Wild Place Project is a wildlife conservation park in South Gloucestershire, United Kingdom. It is run by the Bristol Zoological Society (BZS) and was the sister site of Bristol Zoo until closure of that site in 2022. In early 2024, the Wild Place Project will become the new Bristol Zoo and be home to new exhibits.

The park has been designed to link specific ecosystems and conservation programmes around the world, and was originally intended to be split into biomes, representing species found only in specific habitats.  Current areas include: British Ancient woodland, Benoué National Park and Discover Madagascar.

The species list currently includes red river hog, cheetah, zebra, antelope, common eland, meerkat, gelada baboon, Kirk's dik-dik, Pink pigeon, Visayan tarictic hornbill, village weaver, reticulated giraffe, wolverine, arctic fox,  eurasian lynx, grey wolf and brown bear.

History

Wild Place Project is located on Hollywood Estate, a grade II listed estate. The estate was gifted to Bristol Zoological Society in the mid 1960s by the White family. From the 1960s to 2013 the site was used as an off show area for breeding and quarantine. The site also housed the society's nurseries and to this day grows a third of the food for the animals at both Bristol Zoo and Wild Place Project.

In 2008 Bristol Zoological Society announced plans to submit plans to South Gloucestershire Council for the development of a new 55-hectare park.

The park officially opened on 22 July 2013. The original submitted plans suggested a development cost of circa £70 million.

Bear Wood, an environment designed to mimic England in 8,000 BC opened in July 2019.

● **Required tasks**
1. Render this sentence from the passage on Wild Place Project into Spanish: "The park officially opened on 22 July 2013."
2. Answer these from the passage on Wild Place Project:
(a) Which organization runs the park?
(b) Who gifted the Hollywood Estate to the society?
(c) When did Bear Wood open?
3. Go on with the passage on Wild Place Project, picking up after its final sentence.

● **Provided records**

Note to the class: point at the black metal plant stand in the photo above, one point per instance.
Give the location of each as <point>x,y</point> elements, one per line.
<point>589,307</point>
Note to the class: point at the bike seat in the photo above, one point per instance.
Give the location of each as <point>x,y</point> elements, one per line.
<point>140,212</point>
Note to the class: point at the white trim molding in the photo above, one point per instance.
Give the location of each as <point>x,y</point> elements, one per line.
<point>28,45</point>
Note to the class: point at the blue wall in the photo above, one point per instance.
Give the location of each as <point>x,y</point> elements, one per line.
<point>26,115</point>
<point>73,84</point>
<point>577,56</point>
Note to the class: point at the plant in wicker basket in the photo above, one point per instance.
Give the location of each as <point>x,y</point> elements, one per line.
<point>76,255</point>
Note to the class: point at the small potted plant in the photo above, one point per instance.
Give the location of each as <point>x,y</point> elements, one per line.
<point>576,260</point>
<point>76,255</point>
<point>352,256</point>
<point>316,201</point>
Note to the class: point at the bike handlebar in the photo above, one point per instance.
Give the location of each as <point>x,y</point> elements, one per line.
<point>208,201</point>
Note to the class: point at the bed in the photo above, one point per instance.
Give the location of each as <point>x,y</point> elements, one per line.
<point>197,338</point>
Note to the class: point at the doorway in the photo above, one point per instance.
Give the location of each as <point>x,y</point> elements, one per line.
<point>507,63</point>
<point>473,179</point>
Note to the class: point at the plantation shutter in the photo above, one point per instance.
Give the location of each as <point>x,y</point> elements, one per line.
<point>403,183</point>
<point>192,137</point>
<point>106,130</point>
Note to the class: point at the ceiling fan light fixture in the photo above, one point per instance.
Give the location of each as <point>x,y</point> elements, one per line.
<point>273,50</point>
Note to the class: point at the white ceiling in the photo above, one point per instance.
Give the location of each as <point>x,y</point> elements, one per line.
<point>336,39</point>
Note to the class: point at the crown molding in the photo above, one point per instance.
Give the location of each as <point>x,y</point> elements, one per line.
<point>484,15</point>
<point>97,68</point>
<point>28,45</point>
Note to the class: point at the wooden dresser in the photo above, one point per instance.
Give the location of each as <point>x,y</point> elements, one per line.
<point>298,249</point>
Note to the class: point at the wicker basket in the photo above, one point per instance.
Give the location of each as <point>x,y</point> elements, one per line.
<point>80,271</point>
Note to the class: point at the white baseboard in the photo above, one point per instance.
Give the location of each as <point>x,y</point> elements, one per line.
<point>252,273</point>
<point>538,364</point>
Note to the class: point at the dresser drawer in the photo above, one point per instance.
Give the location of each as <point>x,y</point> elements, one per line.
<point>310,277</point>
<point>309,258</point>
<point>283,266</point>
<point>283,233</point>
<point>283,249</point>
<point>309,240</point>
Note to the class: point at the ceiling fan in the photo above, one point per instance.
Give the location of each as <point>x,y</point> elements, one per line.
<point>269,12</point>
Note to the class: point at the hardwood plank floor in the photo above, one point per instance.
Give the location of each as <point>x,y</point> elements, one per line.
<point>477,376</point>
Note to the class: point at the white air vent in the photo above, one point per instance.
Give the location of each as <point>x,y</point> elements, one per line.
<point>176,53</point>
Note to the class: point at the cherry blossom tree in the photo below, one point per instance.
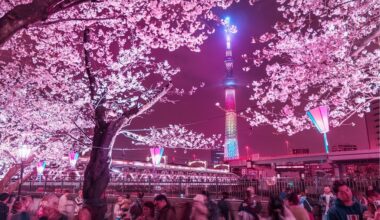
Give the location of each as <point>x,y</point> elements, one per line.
<point>320,53</point>
<point>75,73</point>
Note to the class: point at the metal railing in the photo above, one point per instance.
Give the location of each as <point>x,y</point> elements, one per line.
<point>186,188</point>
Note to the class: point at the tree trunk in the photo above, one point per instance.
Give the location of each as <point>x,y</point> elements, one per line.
<point>97,175</point>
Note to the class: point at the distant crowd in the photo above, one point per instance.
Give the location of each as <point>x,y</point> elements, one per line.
<point>336,204</point>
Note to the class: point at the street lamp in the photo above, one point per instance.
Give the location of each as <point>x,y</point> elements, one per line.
<point>23,154</point>
<point>320,118</point>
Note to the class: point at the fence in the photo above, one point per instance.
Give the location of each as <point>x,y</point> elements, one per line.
<point>186,188</point>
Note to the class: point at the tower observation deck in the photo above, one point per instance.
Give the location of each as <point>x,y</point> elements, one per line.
<point>231,147</point>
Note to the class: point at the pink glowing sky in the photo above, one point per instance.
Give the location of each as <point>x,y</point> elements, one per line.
<point>199,109</point>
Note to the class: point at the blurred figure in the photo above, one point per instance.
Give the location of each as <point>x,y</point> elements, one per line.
<point>78,201</point>
<point>283,194</point>
<point>277,210</point>
<point>4,209</point>
<point>84,214</point>
<point>64,202</point>
<point>22,208</point>
<point>250,208</point>
<point>165,210</point>
<point>304,202</point>
<point>126,203</point>
<point>48,209</point>
<point>117,208</point>
<point>225,207</point>
<point>298,211</point>
<point>147,212</point>
<point>199,210</point>
<point>373,211</point>
<point>326,200</point>
<point>137,206</point>
<point>345,207</point>
<point>361,199</point>
<point>213,210</point>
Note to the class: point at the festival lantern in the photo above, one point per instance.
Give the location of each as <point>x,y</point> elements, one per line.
<point>40,169</point>
<point>73,156</point>
<point>319,117</point>
<point>156,153</point>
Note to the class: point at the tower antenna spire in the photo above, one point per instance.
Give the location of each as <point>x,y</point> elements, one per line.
<point>231,147</point>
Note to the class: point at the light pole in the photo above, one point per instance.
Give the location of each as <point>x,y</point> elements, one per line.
<point>23,154</point>
<point>246,152</point>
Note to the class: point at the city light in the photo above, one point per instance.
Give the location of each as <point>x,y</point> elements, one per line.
<point>156,154</point>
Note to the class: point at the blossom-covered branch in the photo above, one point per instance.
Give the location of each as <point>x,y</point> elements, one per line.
<point>175,136</point>
<point>321,53</point>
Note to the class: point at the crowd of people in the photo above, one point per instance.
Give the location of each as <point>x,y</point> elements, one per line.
<point>340,203</point>
<point>50,207</point>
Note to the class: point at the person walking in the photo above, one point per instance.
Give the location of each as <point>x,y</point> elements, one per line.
<point>4,209</point>
<point>137,206</point>
<point>326,200</point>
<point>278,211</point>
<point>298,211</point>
<point>225,207</point>
<point>64,202</point>
<point>165,210</point>
<point>199,210</point>
<point>345,207</point>
<point>304,202</point>
<point>78,202</point>
<point>249,208</point>
<point>147,211</point>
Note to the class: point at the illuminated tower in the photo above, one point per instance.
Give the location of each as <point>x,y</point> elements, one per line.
<point>231,147</point>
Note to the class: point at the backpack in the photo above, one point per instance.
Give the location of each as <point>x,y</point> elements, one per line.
<point>136,210</point>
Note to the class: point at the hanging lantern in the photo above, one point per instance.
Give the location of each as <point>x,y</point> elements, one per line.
<point>319,117</point>
<point>73,156</point>
<point>40,169</point>
<point>156,153</point>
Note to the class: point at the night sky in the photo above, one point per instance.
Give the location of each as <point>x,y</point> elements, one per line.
<point>199,110</point>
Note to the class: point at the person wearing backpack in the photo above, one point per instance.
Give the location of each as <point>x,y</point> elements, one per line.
<point>225,207</point>
<point>304,202</point>
<point>136,208</point>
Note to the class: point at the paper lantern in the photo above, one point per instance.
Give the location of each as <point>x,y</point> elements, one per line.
<point>73,157</point>
<point>40,169</point>
<point>320,118</point>
<point>156,153</point>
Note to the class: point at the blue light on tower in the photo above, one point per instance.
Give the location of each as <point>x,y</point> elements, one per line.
<point>231,147</point>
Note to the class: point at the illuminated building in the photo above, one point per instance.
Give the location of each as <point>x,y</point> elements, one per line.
<point>231,147</point>
<point>372,120</point>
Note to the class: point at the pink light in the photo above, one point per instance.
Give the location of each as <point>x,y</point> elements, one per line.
<point>41,167</point>
<point>156,153</point>
<point>73,156</point>
<point>320,118</point>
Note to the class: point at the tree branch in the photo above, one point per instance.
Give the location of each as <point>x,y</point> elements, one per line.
<point>366,42</point>
<point>91,78</point>
<point>21,16</point>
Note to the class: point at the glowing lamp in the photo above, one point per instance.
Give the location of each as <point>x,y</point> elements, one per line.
<point>156,153</point>
<point>319,117</point>
<point>40,168</point>
<point>23,153</point>
<point>73,157</point>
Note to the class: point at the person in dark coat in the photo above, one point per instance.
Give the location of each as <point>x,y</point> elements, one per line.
<point>165,210</point>
<point>4,209</point>
<point>345,208</point>
<point>225,207</point>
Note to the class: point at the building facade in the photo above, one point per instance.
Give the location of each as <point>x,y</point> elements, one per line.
<point>372,120</point>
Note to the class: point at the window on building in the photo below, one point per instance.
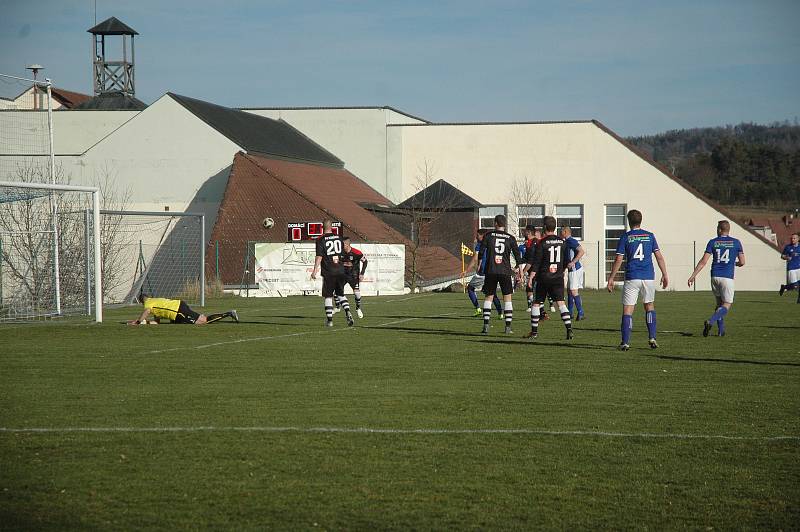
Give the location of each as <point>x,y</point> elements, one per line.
<point>571,215</point>
<point>615,227</point>
<point>488,213</point>
<point>528,215</point>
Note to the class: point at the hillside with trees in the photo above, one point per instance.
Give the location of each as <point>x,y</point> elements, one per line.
<point>742,165</point>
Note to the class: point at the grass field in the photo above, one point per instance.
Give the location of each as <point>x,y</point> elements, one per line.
<point>411,419</point>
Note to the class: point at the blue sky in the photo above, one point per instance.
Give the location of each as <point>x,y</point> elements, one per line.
<point>638,66</point>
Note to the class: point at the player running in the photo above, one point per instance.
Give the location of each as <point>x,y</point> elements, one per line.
<point>176,311</point>
<point>574,272</point>
<point>496,248</point>
<point>791,254</point>
<point>547,269</point>
<point>353,273</point>
<point>476,283</point>
<point>330,248</point>
<point>726,253</point>
<point>638,246</point>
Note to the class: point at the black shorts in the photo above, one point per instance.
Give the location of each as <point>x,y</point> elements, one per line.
<point>491,281</point>
<point>352,280</point>
<point>552,289</point>
<point>185,314</point>
<point>333,284</point>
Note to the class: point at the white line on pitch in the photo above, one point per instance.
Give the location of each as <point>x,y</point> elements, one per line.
<point>367,430</point>
<point>259,338</point>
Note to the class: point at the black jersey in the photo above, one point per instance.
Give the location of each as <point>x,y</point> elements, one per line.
<point>330,247</point>
<point>495,253</point>
<point>355,263</point>
<point>550,259</point>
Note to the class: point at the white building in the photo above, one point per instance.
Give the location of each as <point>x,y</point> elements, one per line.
<point>176,157</point>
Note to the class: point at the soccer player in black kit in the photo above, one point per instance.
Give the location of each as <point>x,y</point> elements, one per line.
<point>549,264</point>
<point>497,246</point>
<point>355,264</point>
<point>330,249</point>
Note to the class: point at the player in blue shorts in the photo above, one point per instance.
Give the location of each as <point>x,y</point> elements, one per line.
<point>791,254</point>
<point>725,253</point>
<point>476,283</point>
<point>638,247</point>
<point>574,272</point>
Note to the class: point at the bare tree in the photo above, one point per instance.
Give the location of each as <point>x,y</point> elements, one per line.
<point>425,208</point>
<point>525,192</point>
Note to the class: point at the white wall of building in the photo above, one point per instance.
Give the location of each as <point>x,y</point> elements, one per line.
<point>576,163</point>
<point>74,132</point>
<point>357,136</point>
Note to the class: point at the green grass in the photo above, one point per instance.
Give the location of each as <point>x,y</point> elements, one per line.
<point>412,363</point>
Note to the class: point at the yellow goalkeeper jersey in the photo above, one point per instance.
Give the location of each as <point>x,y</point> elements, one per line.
<point>163,308</point>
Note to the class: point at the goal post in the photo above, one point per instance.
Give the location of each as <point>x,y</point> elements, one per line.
<point>157,253</point>
<point>43,238</point>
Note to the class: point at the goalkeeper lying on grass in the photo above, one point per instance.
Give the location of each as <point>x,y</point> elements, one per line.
<point>176,311</point>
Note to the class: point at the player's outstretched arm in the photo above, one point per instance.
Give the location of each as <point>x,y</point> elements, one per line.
<point>142,318</point>
<point>614,269</point>
<point>697,269</point>
<point>662,265</point>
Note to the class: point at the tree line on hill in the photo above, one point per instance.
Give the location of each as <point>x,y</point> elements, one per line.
<point>747,164</point>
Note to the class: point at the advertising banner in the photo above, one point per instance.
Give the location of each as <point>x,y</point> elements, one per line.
<point>284,269</point>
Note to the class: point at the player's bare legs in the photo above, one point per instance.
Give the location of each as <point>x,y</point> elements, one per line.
<point>508,312</point>
<point>650,318</point>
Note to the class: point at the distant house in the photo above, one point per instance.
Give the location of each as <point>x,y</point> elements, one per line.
<point>36,98</point>
<point>776,230</point>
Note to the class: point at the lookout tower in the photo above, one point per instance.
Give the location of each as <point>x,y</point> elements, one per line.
<point>113,76</point>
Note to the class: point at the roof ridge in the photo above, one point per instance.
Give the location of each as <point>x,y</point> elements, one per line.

● **Answers for this exercise**
1. El parque abrió oficialmente el 22 de julio de 2013.

2.
(a) The Bristol Zoological Society.
(b) The White family.
(c) July 2019.

3.
Plans for 2022 to 2024
Bristol Zoo announced on 27 November 2020 that its historic main centre in Clifton would close, with animals moved to the Wild Place Project site close to the M5 motorway. In early 2024 the Wild Place Project would become the new Bristol Zoo and be home to new exhibits:

 Western lowland gorilla, Collared mangabey, African grey parrots, Slender-snouted crocodiles will be in a new central African rainforest area.
 The Eastern black rhinoceros and Ostrich would join the Giraffe, Zebra, Eland, Red river hog and Cheetah in the Benoue National Park area.

The new conservation breeding centre would  include Annam leaf turtle, Lesser Antillean iguana, Pancake Tortoise, Radiated tortoise, Roti Island snake-necked turtle, Indochinese box turtle, Agalychnis lemur, Leptodactylus fallax, Marshall's pygmy chameleon, Lygodactylus williamsi, Varanus macraei, Uroplatus, Hogna ingens, Polynesian tree snail, Lord Howe Island stick insect, Madeiran land snail, Socorro dove, Visayan tarictic hornbill, Sumatran laughingthrush, Philippine cockatoo, Javan green magpie, European turtle dove, Mindanao bleeding-heart, Negros bleeding-heart pigeon, pink pigeon, Malagasy cichlids, Malagasy rainbow fish and powder blue panchax, Pupfish and goodeids and White clawed crayfish.

Finally, there was to be a new entrance with a new café, new gift shop, and new entry exhibits.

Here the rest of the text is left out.